──────── Records shown

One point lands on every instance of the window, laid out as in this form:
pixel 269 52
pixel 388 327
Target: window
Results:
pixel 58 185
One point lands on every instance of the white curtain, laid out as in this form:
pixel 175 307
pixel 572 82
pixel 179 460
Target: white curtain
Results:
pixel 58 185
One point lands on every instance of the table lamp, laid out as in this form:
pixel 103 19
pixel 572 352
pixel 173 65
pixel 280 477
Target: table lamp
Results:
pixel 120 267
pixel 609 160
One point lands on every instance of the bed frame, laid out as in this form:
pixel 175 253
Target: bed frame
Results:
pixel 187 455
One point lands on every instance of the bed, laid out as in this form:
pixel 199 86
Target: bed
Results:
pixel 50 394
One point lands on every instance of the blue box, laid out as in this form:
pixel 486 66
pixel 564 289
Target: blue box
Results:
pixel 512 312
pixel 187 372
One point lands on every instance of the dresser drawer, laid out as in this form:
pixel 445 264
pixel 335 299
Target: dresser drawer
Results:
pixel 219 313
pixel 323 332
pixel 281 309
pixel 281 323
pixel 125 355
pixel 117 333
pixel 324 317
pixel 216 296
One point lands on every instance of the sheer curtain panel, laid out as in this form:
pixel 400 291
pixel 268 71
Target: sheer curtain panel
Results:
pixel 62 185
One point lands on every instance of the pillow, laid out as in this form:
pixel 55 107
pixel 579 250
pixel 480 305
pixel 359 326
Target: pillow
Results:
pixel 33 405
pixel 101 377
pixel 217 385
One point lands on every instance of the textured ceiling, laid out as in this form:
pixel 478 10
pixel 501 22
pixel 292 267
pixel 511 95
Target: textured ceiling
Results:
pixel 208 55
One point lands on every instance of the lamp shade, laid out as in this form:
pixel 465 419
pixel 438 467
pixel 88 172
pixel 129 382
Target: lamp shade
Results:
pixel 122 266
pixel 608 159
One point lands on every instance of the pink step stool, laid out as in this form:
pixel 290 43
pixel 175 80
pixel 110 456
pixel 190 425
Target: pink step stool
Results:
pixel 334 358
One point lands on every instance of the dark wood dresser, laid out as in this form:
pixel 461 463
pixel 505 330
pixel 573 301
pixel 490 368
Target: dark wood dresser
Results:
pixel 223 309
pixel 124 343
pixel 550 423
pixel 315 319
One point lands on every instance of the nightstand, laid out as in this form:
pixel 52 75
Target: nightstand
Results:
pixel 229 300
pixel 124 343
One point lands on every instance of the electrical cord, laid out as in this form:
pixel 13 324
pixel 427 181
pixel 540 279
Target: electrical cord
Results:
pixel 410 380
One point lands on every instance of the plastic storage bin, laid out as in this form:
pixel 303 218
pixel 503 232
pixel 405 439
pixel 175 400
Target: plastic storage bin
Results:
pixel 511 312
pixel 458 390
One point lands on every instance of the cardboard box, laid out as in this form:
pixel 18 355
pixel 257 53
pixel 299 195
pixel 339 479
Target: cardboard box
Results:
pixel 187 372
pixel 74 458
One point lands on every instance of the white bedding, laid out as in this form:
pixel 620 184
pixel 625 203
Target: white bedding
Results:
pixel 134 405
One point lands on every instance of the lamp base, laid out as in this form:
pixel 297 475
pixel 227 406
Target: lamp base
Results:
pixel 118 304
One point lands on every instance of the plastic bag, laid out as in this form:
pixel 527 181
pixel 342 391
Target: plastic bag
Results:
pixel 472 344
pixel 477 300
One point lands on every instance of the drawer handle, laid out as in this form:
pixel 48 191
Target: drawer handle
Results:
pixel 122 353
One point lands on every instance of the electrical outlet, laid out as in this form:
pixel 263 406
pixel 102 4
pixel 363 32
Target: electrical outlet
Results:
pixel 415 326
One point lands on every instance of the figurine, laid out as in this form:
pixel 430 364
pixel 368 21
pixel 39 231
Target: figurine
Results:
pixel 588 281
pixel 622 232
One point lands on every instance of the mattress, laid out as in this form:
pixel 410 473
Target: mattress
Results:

────────────────

Every entry should be printed again exactly as written.

One point lands on every instance of the window, laid out as in this form:
pixel 269 52
pixel 388 327
Target: window
Results:
pixel 58 185
One point lands on every instance of the white curtain, laid out as in this form:
pixel 175 307
pixel 572 82
pixel 179 460
Target: white curtain
Results:
pixel 58 185
One point lands on every instance of the table lamp, laid out as in this form:
pixel 103 19
pixel 572 352
pixel 173 65
pixel 280 477
Target: table lamp
Results:
pixel 120 267
pixel 609 160
One point lands on every instance of the bed frame, laid out as in this form:
pixel 175 253
Target: bed frame
Results:
pixel 187 455
One point lands on every instance of the bed, laid out as in this form:
pixel 199 86
Target: bed
Results:
pixel 50 394
One point lands on every instance of the blue box, laid out as in this form:
pixel 486 66
pixel 564 289
Target: blue box
Results:
pixel 512 312
pixel 187 372
One point lands on every instance of the dresser drawer, laid out as in this form:
pixel 445 264
pixel 335 299
Target: dresser drawer
Results:
pixel 219 313
pixel 323 332
pixel 281 309
pixel 281 323
pixel 125 355
pixel 117 333
pixel 324 317
pixel 216 296
One point lands on every instance of the sheer curtain panel, laid out as in this form:
pixel 400 291
pixel 268 71
Target: sheer curtain panel
Results:
pixel 62 185
One point lands on every instance of the pillow, laid out as in this form:
pixel 55 107
pixel 579 250
pixel 480 305
pixel 359 326
Target: pillow
Results:
pixel 33 405
pixel 101 377
pixel 217 385
One point lands on every instance of the textured ceiling, laid out as in this form:
pixel 478 10
pixel 501 22
pixel 292 267
pixel 511 95
Target: textured ceiling
Results:
pixel 208 55
One point lands on every instance of the lamp shade, laid out as in this form:
pixel 465 419
pixel 438 467
pixel 88 172
pixel 129 382
Target: lamp shade
Results:
pixel 122 266
pixel 608 159
One point lands on every instance of the pink step stool, laid out as in this form:
pixel 290 43
pixel 175 80
pixel 110 456
pixel 190 425
Target: pink step stool
Results:
pixel 334 358
One point lands on every instance of the dark wood dresser, laid out as in this form:
pixel 461 463
pixel 505 330
pixel 573 301
pixel 490 368
Target: dark wood dresser
Results:
pixel 223 309
pixel 124 343
pixel 550 423
pixel 315 319
One point lands on every instance of the nightstand, laid out as in this form:
pixel 52 75
Target: nightstand
Results:
pixel 229 300
pixel 124 343
One point lands on every instance of the electrical cord, laid out as in this form:
pixel 13 324
pixel 427 181
pixel 540 279
Target: electrical cord
Results:
pixel 410 380
One point lands on every instance of the plastic storage bin, laid out as in this form:
pixel 303 218
pixel 503 232
pixel 405 439
pixel 175 400
Target: plastic storage bin
Results:
pixel 511 312
pixel 458 390
One point lands on every instance of the cardboard box, laid out as in this form:
pixel 18 355
pixel 257 53
pixel 299 195
pixel 339 479
Target: cardboard box
Results:
pixel 187 372
pixel 74 458
One point lands on every instance of the white bedding, laid out as in this form:
pixel 620 184
pixel 625 203
Target: white bedding
Results:
pixel 134 405
One point lands on every instance of the lamp base, laid out as in this form:
pixel 297 475
pixel 227 406
Target: lamp base
Results:
pixel 118 304
One point lands on every instance of the plastic bag, laid out as in this form:
pixel 527 181
pixel 342 391
Target: plastic bag
Results:
pixel 472 344
pixel 477 300
One point lands on every instance of the drawer handle, laid out as in this form:
pixel 48 191
Target: drawer handle
Results:
pixel 122 353
One point lands on every instance of the electrical outlet, laid out as in this form:
pixel 263 406
pixel 102 4
pixel 363 32
Target: electrical outlet
Results:
pixel 415 326
One point lands on every instance of the figurine, laid out as in this form:
pixel 430 364
pixel 368 21
pixel 39 231
Target: figurine
Results:
pixel 588 281
pixel 622 232
One point lands on every instance of the mattress, laid out as in this form:
pixel 410 473
Target: mattress
Results:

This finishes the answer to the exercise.